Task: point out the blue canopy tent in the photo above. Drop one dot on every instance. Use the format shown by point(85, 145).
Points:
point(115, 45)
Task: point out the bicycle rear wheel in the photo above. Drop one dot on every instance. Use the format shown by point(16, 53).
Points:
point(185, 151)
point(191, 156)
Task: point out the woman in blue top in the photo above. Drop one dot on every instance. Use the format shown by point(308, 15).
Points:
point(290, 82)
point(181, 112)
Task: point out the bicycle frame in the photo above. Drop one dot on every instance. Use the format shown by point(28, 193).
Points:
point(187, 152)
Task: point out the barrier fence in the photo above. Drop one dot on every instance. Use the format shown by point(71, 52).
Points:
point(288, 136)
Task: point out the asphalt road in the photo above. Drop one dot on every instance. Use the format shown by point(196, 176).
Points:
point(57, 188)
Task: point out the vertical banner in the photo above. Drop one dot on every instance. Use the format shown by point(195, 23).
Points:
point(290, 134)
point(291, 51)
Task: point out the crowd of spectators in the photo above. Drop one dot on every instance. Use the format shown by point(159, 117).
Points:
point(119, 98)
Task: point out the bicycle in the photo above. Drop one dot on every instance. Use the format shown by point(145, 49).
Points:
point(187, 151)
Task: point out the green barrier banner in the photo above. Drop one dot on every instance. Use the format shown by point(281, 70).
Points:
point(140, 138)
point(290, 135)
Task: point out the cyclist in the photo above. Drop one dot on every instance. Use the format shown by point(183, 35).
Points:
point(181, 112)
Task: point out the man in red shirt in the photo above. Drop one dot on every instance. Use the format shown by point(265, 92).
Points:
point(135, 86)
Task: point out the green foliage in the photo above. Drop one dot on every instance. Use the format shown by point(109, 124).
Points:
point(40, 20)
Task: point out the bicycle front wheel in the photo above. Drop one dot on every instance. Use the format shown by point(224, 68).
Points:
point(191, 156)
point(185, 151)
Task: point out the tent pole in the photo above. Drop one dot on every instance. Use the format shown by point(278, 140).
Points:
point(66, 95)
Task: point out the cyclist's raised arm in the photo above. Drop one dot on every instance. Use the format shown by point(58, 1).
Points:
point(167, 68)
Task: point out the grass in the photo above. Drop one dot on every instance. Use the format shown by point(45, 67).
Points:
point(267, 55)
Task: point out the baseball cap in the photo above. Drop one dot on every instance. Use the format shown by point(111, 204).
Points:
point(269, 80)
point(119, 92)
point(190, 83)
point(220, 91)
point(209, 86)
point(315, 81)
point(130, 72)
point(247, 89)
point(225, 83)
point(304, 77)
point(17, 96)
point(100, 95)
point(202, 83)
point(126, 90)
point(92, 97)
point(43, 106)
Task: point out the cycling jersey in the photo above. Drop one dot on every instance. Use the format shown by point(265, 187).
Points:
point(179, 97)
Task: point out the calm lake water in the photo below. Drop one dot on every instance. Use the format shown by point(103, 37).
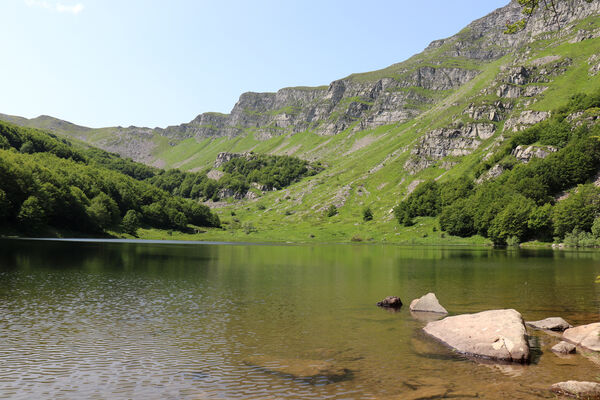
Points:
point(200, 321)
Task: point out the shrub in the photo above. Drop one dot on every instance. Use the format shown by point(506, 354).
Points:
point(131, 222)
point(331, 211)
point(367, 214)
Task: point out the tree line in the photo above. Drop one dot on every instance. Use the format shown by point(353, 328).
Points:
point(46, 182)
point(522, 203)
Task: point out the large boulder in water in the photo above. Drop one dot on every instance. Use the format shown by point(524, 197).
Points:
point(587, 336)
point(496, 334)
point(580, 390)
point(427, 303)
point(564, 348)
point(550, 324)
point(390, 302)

---

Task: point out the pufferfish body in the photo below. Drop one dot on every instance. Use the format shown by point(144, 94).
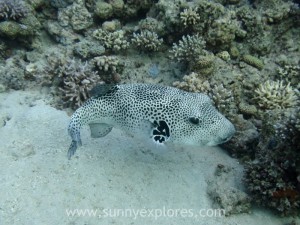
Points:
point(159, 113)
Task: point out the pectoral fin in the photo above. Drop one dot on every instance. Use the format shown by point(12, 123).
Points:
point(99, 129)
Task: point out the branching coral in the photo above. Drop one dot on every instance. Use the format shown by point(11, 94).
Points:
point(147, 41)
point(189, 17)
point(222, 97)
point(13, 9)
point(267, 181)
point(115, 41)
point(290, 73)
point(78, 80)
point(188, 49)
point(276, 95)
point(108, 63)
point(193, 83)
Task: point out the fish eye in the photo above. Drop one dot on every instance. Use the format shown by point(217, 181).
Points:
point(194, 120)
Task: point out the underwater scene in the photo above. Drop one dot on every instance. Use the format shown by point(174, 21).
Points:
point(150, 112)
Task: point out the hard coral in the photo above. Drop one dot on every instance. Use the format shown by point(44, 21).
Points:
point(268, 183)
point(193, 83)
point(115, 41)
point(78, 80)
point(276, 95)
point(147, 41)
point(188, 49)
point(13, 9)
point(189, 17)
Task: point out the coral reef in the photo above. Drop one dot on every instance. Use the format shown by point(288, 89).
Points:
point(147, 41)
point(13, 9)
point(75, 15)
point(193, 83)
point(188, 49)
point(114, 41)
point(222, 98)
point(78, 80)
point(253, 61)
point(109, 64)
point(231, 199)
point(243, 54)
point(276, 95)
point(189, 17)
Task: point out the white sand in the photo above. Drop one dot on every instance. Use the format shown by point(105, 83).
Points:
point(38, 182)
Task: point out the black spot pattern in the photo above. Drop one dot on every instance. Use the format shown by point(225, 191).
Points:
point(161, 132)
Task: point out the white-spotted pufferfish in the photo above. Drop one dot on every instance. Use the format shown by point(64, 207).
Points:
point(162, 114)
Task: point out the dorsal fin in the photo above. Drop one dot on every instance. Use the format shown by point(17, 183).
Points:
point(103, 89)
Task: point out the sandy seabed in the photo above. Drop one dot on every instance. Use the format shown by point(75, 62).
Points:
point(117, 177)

...

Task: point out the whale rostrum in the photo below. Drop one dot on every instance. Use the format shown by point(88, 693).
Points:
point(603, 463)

AIM OF THE EXERCISE: Report how many lines of the data contain the string "tent", with matching being case-sensitive. Output only that count.

SOLUTION TO THE PROBLEM: 2